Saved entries
----------------------------------------

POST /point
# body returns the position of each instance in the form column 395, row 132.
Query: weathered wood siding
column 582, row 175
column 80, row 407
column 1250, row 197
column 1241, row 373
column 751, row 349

----------------------------------------

**Work instructions:** Output all of the data above without any alteration.

**Expected answer:**
POST /point
# body returns the position of each instance in the form column 395, row 132.
Query: weathered wood siding
column 582, row 175
column 80, row 407
column 1250, row 197
column 1241, row 373
column 751, row 349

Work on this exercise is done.